**Work required**
Copy out all of the material exactly.

--- START OF Records shown ---

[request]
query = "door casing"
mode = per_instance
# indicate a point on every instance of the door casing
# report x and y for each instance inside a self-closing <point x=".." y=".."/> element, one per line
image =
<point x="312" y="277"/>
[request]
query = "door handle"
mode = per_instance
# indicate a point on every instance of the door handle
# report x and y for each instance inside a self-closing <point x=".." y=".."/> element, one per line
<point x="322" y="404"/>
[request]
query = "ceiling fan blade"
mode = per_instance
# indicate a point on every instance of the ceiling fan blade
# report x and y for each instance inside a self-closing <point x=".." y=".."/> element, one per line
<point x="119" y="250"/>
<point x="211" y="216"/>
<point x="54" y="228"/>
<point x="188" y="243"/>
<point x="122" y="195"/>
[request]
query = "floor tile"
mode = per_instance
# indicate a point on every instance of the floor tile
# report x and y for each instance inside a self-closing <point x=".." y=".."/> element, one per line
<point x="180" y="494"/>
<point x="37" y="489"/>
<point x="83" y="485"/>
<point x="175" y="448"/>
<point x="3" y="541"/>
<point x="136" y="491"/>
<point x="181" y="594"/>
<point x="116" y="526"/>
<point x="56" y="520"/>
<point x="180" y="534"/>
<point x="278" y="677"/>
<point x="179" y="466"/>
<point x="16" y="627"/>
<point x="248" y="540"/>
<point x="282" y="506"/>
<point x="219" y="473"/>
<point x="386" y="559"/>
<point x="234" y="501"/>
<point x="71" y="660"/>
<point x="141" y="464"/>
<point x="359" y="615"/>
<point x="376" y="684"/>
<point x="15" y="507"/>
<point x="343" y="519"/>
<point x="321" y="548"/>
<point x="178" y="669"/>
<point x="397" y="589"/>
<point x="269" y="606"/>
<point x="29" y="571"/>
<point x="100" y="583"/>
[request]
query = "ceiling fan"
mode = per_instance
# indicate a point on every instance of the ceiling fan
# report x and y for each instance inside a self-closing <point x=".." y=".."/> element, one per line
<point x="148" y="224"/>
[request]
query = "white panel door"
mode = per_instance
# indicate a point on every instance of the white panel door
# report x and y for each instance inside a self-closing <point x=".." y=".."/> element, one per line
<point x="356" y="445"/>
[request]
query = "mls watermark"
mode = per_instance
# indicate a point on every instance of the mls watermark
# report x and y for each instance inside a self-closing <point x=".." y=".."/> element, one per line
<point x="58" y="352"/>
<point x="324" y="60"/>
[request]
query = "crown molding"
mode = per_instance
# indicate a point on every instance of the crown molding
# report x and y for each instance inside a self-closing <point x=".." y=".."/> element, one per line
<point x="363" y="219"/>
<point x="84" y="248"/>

--- END OF Records shown ---

**Solution**
[request]
query = "door casing"
mode = per_instance
# indicate a point on every instance of the door casing
# report x and y for each instance inside a self-closing <point x=".." y=".."/> element, one per line
image =
<point x="312" y="277"/>
[request]
query = "door handle"
mode = per_instance
# indicate a point on every instance of the door handle
# report x and y for each instance inside a self-closing <point x=".." y=".."/> element, one per line
<point x="322" y="404"/>
[request]
query = "ceiling fan blade"
mode = per_instance
# indicate a point on every instance of the ceiling fan blade
# report x and y for each instance inside a self-closing <point x=".." y=".."/> element, one per line
<point x="119" y="250"/>
<point x="211" y="216"/>
<point x="54" y="228"/>
<point x="188" y="243"/>
<point x="122" y="195"/>
[request]
query = "floor tile"
mode = per_instance
# indicate a point on every instance of the floor tile
# report x and y for each instance inside a self-closing <point x=".." y=".."/> element, one per line
<point x="180" y="494"/>
<point x="37" y="489"/>
<point x="83" y="485"/>
<point x="175" y="448"/>
<point x="3" y="541"/>
<point x="136" y="491"/>
<point x="181" y="594"/>
<point x="116" y="526"/>
<point x="56" y="520"/>
<point x="180" y="534"/>
<point x="278" y="677"/>
<point x="179" y="466"/>
<point x="16" y="627"/>
<point x="248" y="540"/>
<point x="282" y="506"/>
<point x="219" y="473"/>
<point x="386" y="559"/>
<point x="234" y="501"/>
<point x="71" y="660"/>
<point x="141" y="464"/>
<point x="359" y="615"/>
<point x="376" y="684"/>
<point x="15" y="507"/>
<point x="343" y="519"/>
<point x="321" y="548"/>
<point x="178" y="669"/>
<point x="397" y="589"/>
<point x="269" y="606"/>
<point x="29" y="571"/>
<point x="100" y="583"/>
[request]
query = "ceiling fan"
mode = per_instance
# indicate a point on every instance of the ceiling fan
# report x and y for each instance inside a self-closing <point x=".." y=".."/> element, one per line
<point x="148" y="224"/>
[request]
query = "white panel door"
mode = per_instance
# indicate a point on every instance of the white panel door
# report x and y for each instance inside a self-closing <point x=".." y=".."/> element, one per line
<point x="356" y="445"/>
[request]
query = "mls watermark"
mode = per_instance
# indicate a point on every instance of the mls watermark
# report x and y for each instance inside a self-closing <point x=".." y=".."/> element, one per line
<point x="58" y="352"/>
<point x="324" y="60"/>
[request]
query = "crown molding"
mode = per_instance
# indicate a point on every instance of the crown molding
# report x and y for each instance inside a self-closing <point x=".." y=".."/> element, one per line
<point x="363" y="219"/>
<point x="84" y="248"/>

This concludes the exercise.